*Data yang Diberikan:*
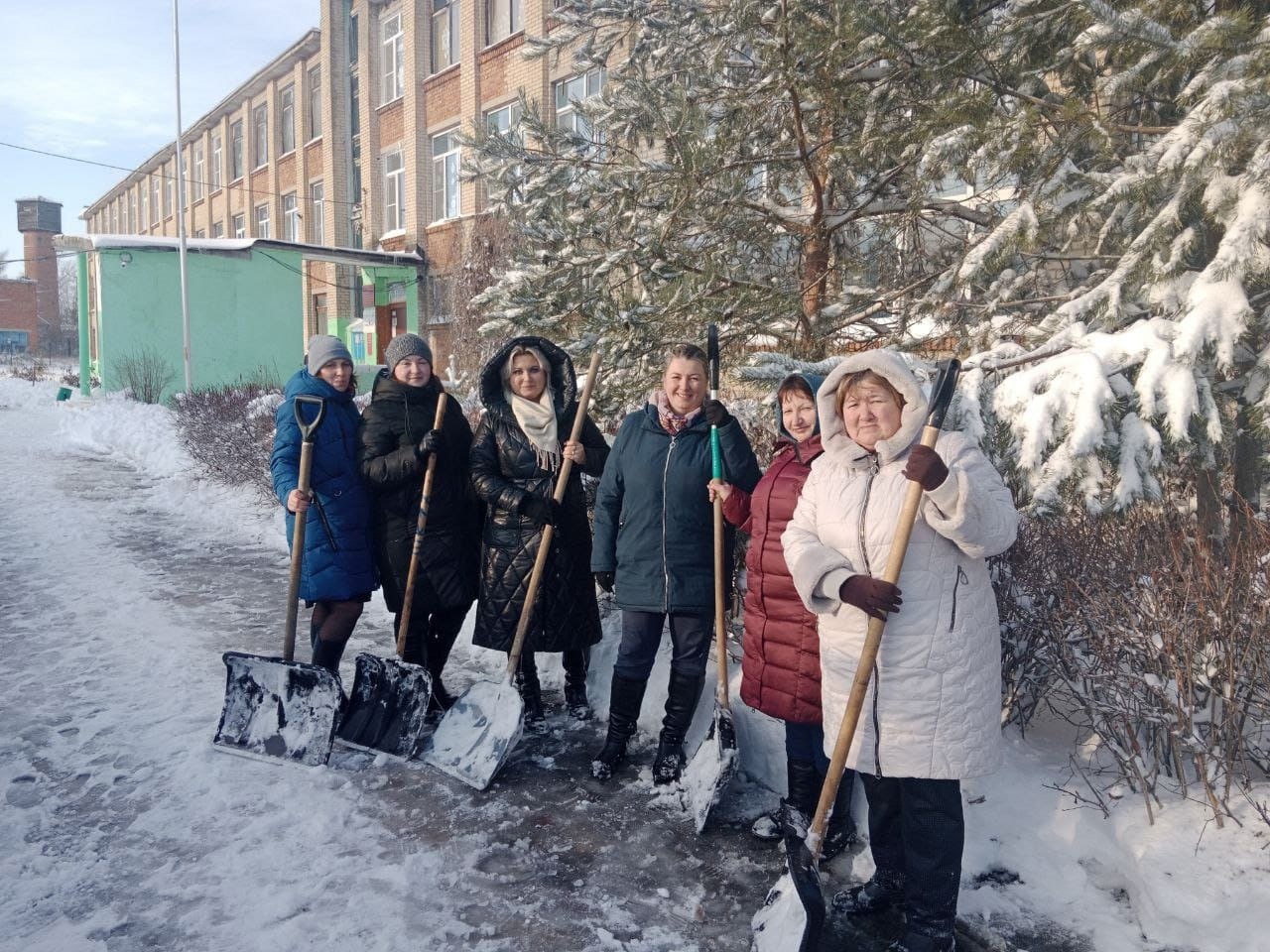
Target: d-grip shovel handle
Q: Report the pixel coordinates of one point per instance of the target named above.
(308, 429)
(942, 395)
(540, 558)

*Permintaan:* Ketik ulang seluruh materi di atas tanpa mengubah satu karakter pun. Jangan sertakan gambarnya.

*Penyelesaian Lengkap:*
Target: d-grip shovel handle
Q: Report the pixel coordinates of one point per instance of the target named above.
(308, 429)
(942, 395)
(540, 558)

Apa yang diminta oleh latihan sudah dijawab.